Exercise: If a line below contains the word "brown", count it. Please give the total and nothing else.
(Supplied entries begins)
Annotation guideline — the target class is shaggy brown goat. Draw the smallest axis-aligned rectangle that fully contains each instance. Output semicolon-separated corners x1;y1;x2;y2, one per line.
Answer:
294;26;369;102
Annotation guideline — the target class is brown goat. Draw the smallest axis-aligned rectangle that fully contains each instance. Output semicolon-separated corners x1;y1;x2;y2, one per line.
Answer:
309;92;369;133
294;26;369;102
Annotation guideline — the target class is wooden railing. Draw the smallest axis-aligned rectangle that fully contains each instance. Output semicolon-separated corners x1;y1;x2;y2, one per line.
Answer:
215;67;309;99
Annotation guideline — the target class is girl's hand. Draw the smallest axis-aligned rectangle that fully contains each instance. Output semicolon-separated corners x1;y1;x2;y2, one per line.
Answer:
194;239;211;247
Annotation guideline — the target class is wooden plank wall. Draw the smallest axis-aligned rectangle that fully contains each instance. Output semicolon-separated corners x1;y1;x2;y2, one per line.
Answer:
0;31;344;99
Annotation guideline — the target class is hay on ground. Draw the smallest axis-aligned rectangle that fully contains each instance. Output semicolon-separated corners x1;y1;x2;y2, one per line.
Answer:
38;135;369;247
(Supplied entries ends)
Task solution: 2